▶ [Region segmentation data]
□ □ □ □ □

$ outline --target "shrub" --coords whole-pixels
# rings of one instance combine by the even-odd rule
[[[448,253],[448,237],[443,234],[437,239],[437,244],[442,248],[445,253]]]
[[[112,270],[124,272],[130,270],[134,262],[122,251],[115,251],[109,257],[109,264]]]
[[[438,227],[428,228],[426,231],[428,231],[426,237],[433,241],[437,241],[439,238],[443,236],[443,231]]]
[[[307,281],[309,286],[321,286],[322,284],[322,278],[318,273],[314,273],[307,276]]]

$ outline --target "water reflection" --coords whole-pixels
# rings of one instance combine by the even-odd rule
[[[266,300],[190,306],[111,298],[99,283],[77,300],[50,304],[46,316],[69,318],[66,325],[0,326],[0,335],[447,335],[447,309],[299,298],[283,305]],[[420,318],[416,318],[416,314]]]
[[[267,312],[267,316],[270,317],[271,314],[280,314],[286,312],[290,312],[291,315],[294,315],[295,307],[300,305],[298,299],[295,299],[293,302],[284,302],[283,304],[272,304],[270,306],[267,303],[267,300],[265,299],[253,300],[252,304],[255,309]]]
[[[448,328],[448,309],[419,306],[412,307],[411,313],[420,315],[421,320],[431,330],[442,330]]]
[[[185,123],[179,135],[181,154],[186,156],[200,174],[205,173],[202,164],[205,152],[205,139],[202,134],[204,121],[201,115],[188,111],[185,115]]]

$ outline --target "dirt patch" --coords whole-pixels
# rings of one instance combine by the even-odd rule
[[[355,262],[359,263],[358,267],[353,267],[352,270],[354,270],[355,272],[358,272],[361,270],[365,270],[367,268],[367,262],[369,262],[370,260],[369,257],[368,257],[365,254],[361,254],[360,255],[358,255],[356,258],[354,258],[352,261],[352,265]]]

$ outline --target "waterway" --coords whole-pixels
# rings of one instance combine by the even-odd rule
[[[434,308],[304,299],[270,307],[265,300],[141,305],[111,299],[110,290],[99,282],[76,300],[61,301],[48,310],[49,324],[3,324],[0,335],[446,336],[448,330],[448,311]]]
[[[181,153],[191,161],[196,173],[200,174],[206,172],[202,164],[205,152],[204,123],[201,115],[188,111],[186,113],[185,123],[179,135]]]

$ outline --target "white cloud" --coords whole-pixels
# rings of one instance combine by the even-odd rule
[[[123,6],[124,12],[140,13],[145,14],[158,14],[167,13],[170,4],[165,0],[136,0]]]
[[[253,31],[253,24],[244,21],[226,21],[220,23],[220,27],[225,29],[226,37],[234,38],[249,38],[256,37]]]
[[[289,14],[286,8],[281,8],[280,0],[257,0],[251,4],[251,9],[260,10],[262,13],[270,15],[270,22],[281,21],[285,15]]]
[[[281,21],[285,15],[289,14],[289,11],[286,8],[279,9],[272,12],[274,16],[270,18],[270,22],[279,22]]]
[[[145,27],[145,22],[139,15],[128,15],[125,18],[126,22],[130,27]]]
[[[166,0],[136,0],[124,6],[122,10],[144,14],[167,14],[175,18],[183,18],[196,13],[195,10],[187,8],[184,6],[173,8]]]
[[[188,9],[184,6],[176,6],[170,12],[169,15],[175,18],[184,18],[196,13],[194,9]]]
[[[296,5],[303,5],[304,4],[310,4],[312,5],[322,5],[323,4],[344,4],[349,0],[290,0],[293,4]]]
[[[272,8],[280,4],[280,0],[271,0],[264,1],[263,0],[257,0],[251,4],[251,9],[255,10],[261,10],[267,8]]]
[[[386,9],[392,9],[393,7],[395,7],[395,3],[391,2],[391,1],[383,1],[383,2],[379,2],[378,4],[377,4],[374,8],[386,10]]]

□ □ □ □ □

Reproduce the material exactly, with every line intact.

▶ [Final answer]
$ outline --target "shrub" --coords whole-pixels
# rings of one instance combine by the even-odd rule
[[[448,253],[448,237],[443,234],[437,239],[437,244],[442,248],[445,253]]]
[[[112,270],[124,272],[130,270],[134,262],[122,251],[115,251],[109,257],[109,264]]]
[[[438,227],[428,228],[426,231],[428,231],[426,237],[433,241],[437,241],[439,238],[443,236],[443,231]]]
[[[307,281],[309,286],[321,286],[322,284],[322,278],[318,273],[314,273],[307,276]]]

$ outline --target "water reflection" --coords whole-pixels
# rings of one instance combine by the even-odd rule
[[[266,300],[190,306],[111,298],[99,283],[77,300],[50,304],[46,316],[69,318],[66,325],[0,326],[0,335],[447,335],[447,309],[299,298],[283,305]],[[420,318],[416,318],[416,314]]]
[[[267,312],[267,316],[270,317],[271,314],[280,314],[286,312],[290,312],[291,315],[294,315],[295,307],[300,305],[298,299],[295,299],[293,302],[284,302],[283,304],[272,304],[270,306],[267,303],[267,300],[265,299],[253,300],[252,304],[255,309]]]
[[[448,328],[448,309],[419,306],[412,307],[411,313],[420,315],[421,320],[431,330],[442,330]]]
[[[185,123],[179,135],[181,154],[186,156],[200,174],[205,173],[202,164],[205,152],[205,139],[202,134],[204,121],[201,115],[188,111],[185,115]]]

$ outline --target "dirt patch" --coords whole-pixels
# rings of one instance combine by the even-odd rule
[[[355,262],[359,263],[358,267],[353,267],[352,270],[354,270],[355,272],[358,272],[361,270],[365,270],[367,268],[367,262],[369,262],[370,260],[369,257],[368,257],[365,254],[361,254],[360,255],[358,255],[356,258],[354,258],[352,261],[352,265]]]

$ outline --target "waterway" --coords whole-pixels
# rings of one instance combine by the even-odd rule
[[[434,308],[304,299],[270,307],[265,300],[141,305],[111,299],[110,290],[99,282],[76,300],[61,301],[48,310],[49,324],[3,324],[0,335],[446,336],[448,330],[448,311]]]
[[[181,153],[191,161],[196,173],[200,174],[206,172],[202,164],[205,152],[204,123],[201,115],[188,111],[186,113],[185,123],[179,135]]]

$ outline --target "white cloud" --coords whole-pixels
# rings of one instance combine by the even-odd rule
[[[123,6],[124,12],[140,13],[145,14],[158,14],[167,13],[170,4],[165,0],[136,0]]]
[[[253,31],[253,24],[244,21],[226,21],[220,23],[220,27],[225,29],[226,37],[234,38],[249,38],[256,37]]]
[[[289,14],[286,8],[281,8],[280,0],[257,0],[251,4],[251,9],[260,10],[262,13],[270,15],[270,22],[281,21],[285,15]]]
[[[281,21],[285,15],[289,14],[289,11],[286,8],[279,9],[272,12],[274,16],[270,18],[270,22],[279,22]]]
[[[145,27],[145,22],[139,15],[128,15],[125,18],[126,22],[130,27]]]
[[[166,0],[136,0],[124,6],[122,10],[144,14],[167,14],[175,18],[183,18],[196,13],[195,10],[187,8],[184,6],[173,8]]]
[[[188,9],[184,6],[176,6],[170,12],[169,15],[175,18],[184,18],[196,13],[194,9]]]
[[[296,5],[303,5],[304,4],[310,4],[312,5],[322,5],[323,4],[344,4],[349,0],[290,0],[293,4]]]
[[[272,8],[280,4],[280,0],[271,0],[264,1],[263,0],[257,0],[251,4],[251,9],[255,10],[261,10],[267,8]]]
[[[386,9],[392,9],[393,7],[395,7],[395,3],[391,2],[391,1],[383,1],[383,2],[379,2],[378,4],[377,4],[374,8],[386,10]]]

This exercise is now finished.